═══ TEXTPASSAGE ═══

«Heimelige Atmosphäre statt künstlicher VIP-Bereiche»
11.01.2019 Adelboden, Wirtschaft, SportINTERVIEW Der bekannte Berner Eventmanager Philippe «Phibe» Cornu ist ein neues Gesicht im Verwaltungsrat der Ski-Weltcup Adelboden AG. 27 Jahre lang gestaltete er das Musikprogramm des Gurtenfestivals. Seit zwei Jahren führt er erfolgreich das Spiezer Seaside-Festival durch. ...
INTERVIEW Der bekannte Berner Eventmanager Philippe «Phibe» Cornu ist ein neues Gesicht im Verwaltungsrat der Ski-Weltcup Adelboden AG. 27 Jahre lang gestaltete er das Musikprogramm des Gurtenfestivals. Seit zwei Jahren führt er erfolgreich das Spiezer Seaside-Festival durch.
«Frutigländer»: Herr Cornu, was haben Sie als Musikveranstalter mit einem Sportanlass am Hut?
Philippe Cornu: Ich wurde angefragt. Die bestehenden Verwaltungsräte suchten keinen Ski-, sondern einen Eventprofi. Es ging ihnen darum, frischen Wind ins Rahmenprogramm zu bringen. Ich freue mich, mit neuen Leuten in einem völlig anderen Genre etwas zu bewegen.
Was verbindet Sie mit Adelboden?
Wenn ich meine Mutter im Altersheim für an Demenz erkrankte Menschen besuche, taucht aus dem Nebel ihrer Erinnerungen ständig derselbe Satz auf: «Ich möchte heim nach Adelboden.» Sie hat die ersten zwölf Lebensjahre dort verbracht. Ihre Eltern Dölf und Ida Michel-Borter betrieben damals die Bäckerei. Meine Mutter gerät mit den wenigen Worten, derer sie noch mächtig ist, ins Schwärmen von diesem schönen Ort. Die Anfrage berührte mich auch aus diesem privaten Grund.
Haben Sie jetzt mehr Zeit, weil das Mandat beim Gurtenfestival wegfiel?
Das Angebot kam vor dem Ende des Engagements auf dem Berner Hausberg. Aber Zeit ist im Eventbusiness stets Mangelware. Ich versichere meiner Frau wiederholt: «Jitz luggets de.» Sie meint: «Das seisch scho sit zäh Jahr.» Sie hat recht.

═══ AUSZUG DATENSATZ ═══

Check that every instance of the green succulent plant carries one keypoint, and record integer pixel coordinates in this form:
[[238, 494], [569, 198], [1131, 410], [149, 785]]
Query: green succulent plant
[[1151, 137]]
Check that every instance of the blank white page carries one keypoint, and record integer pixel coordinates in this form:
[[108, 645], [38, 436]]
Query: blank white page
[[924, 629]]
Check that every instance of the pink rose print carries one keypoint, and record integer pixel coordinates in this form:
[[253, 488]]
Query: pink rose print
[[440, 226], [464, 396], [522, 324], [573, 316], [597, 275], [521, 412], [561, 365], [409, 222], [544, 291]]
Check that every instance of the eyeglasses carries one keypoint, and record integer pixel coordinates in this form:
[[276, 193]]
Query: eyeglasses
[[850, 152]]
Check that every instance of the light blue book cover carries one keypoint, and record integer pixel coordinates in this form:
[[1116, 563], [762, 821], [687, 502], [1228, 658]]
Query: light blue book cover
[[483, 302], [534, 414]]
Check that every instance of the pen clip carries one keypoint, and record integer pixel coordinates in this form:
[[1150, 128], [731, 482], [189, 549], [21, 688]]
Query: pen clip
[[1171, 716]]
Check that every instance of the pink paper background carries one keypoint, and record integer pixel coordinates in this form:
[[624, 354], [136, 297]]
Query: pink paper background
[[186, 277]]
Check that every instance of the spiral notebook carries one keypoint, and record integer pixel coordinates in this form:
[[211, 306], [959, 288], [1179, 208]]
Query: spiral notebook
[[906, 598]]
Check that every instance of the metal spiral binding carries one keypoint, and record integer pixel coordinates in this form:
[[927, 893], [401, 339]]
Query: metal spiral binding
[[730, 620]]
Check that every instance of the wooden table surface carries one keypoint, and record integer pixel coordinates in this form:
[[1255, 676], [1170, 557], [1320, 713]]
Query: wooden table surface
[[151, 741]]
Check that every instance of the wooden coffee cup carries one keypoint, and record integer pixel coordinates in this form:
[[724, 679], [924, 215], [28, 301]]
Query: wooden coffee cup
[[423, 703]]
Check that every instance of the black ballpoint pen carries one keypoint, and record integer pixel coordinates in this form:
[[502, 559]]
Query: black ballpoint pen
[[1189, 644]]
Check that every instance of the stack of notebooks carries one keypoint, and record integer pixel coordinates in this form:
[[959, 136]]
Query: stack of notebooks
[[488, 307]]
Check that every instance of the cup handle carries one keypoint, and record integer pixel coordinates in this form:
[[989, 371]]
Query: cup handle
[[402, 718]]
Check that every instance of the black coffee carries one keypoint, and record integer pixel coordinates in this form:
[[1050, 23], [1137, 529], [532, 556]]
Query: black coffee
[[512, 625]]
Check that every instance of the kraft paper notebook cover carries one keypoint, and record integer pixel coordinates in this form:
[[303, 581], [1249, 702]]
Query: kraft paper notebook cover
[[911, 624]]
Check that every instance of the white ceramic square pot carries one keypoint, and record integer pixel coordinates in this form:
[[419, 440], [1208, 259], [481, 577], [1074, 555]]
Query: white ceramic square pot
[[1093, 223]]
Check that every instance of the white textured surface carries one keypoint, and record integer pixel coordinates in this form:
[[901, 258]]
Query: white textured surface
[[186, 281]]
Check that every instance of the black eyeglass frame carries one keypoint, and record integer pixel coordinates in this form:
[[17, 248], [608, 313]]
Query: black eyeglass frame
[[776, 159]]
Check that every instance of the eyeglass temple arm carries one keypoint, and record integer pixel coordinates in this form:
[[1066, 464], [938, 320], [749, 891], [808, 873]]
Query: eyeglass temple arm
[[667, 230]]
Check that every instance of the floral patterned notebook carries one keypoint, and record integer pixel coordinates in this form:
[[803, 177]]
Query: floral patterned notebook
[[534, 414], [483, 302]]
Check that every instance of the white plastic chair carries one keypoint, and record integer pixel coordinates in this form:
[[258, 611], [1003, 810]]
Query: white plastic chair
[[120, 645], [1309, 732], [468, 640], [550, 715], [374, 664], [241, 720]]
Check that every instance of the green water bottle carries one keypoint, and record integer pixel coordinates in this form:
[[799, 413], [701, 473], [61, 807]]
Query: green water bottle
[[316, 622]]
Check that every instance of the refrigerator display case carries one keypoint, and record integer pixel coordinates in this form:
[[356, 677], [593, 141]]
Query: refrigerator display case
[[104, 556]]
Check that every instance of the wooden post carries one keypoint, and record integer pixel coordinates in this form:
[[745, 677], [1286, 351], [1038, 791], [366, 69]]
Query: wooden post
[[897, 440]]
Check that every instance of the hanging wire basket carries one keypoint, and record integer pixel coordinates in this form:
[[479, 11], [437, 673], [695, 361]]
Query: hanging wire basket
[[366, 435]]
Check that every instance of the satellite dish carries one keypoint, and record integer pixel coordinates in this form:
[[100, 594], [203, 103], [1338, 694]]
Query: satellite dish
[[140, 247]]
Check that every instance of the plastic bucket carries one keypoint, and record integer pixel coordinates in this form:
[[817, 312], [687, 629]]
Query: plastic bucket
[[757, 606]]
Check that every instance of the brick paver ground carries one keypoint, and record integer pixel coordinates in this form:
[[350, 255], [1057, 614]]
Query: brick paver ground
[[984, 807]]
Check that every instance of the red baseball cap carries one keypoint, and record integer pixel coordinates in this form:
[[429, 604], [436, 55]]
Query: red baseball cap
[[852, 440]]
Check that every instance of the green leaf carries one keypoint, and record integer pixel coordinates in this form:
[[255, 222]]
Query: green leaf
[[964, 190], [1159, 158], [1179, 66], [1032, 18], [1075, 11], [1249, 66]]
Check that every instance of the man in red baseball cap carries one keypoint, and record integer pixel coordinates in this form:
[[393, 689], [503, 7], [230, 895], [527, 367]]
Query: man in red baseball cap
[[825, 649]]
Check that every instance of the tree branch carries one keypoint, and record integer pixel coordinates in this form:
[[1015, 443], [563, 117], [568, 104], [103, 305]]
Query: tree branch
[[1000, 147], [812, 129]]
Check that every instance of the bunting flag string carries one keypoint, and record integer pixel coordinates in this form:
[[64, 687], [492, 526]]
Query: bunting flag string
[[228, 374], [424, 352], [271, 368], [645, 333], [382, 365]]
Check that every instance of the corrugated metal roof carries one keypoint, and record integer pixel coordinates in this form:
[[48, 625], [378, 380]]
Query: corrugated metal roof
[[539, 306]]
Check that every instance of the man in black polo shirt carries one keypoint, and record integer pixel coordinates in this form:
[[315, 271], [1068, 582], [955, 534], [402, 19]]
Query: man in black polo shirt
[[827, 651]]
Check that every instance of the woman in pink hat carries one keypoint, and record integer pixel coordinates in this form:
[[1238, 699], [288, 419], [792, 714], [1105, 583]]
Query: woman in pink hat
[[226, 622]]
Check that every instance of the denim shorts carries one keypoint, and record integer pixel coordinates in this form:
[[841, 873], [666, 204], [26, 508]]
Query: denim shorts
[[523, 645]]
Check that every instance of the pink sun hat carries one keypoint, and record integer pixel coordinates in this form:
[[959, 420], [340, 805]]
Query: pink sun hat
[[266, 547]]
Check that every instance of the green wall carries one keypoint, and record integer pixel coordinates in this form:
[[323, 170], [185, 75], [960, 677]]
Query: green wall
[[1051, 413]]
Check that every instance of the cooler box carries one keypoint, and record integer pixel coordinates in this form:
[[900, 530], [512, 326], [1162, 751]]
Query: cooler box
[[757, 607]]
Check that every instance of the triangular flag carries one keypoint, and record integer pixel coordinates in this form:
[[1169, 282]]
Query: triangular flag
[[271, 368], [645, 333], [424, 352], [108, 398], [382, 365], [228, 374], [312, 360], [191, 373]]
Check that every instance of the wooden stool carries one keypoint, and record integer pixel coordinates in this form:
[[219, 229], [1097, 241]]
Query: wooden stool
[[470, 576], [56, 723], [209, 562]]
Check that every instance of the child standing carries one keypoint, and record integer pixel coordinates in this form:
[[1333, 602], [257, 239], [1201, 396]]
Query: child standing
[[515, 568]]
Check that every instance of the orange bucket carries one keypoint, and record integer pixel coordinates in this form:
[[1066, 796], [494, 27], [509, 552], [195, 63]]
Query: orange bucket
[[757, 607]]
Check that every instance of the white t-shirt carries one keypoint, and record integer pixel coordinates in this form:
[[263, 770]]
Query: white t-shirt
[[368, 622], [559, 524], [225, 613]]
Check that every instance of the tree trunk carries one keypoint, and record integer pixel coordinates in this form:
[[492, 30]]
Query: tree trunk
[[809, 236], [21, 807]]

═══

■ ÜBUNGSAUFGABE 1 ■
Wie viele Lebensjahre verbrachte Philippe Cornus Mutter laut dem Interview in Adelboden?
■ ÜBUNGSAUFGABE 2 ■
Prüfe anhand des Interviews, ob die folgenden Aussagen zutreffen, und belege jede Antwort mit einem wörtlichen Zitat.
(a) Cornu gestaltete 27 Jahre lang das Musikprogramm des Gurtenfestivals.
(b) Die Verwaltungsräte der Ski-Weltcup Adelboden AG suchten einen Skiprofi.
(c) Die Eltern von Cornus Mutter führten in Adelboden eine Metzgerei.

■ VOLLSTÄNDIGE LÖSUNG 1 ■
Sie verbrachte ihre ersten zwölf Lebensjahre dort.

■ VOLLSTÄNDIGE LÖSUNG 2 ■
(a) Ja: «27 Jahre lang gestaltete er das Musikprogramm des Gurtenfestivals.»
(b) Nein: «Die bestehenden Verwaltungsräte suchten keinen Ski-, sondern einen Eventprofi.»
(c) Nein: «Ihre Eltern Dölf und Ida Michel-Borter betrieben damals die Bäckerei.»